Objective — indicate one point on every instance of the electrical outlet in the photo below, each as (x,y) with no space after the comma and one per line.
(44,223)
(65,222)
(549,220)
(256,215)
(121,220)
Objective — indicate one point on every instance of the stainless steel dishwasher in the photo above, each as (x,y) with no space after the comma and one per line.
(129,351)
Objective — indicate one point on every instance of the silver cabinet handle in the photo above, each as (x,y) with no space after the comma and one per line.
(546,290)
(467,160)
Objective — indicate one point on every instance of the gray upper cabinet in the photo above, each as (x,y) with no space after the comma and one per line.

____

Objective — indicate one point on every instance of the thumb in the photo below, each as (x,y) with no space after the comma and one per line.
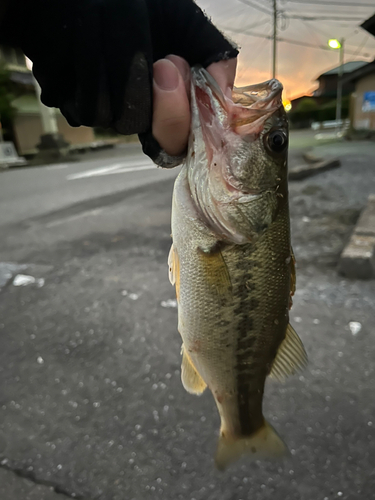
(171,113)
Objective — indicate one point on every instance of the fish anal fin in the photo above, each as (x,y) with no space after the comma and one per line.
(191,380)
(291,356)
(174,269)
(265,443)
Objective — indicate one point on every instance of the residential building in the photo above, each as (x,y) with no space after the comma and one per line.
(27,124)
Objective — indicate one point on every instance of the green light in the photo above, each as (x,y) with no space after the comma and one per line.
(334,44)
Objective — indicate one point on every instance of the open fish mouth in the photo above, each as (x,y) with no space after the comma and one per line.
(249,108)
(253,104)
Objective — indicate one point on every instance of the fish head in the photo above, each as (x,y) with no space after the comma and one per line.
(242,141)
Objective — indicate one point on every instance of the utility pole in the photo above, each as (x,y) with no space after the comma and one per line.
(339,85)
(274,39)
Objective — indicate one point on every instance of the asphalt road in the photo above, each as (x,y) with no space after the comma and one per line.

____

§ Challenge
Retype the material from the line containing "of the stainless" through the line containing "Objective — indicate one point on every instance of the gray", both included, without changing anything.

§ Exercise response
Objective — indicate one point on every instance of the stainless steel dishwasher in the photo above, each as (x,y) with no space after the comma and one per line.
(129,351)
Objective — indicate one point on every instance of the silver cabinet handle in the photo above, each as (x,y) with no space after the comma and one per line.
(546,290)
(467,160)
Objective — indicate one point on every instance of the gray upper cabinet in the photo above, each as (x,y) with no space after the comma and one per line.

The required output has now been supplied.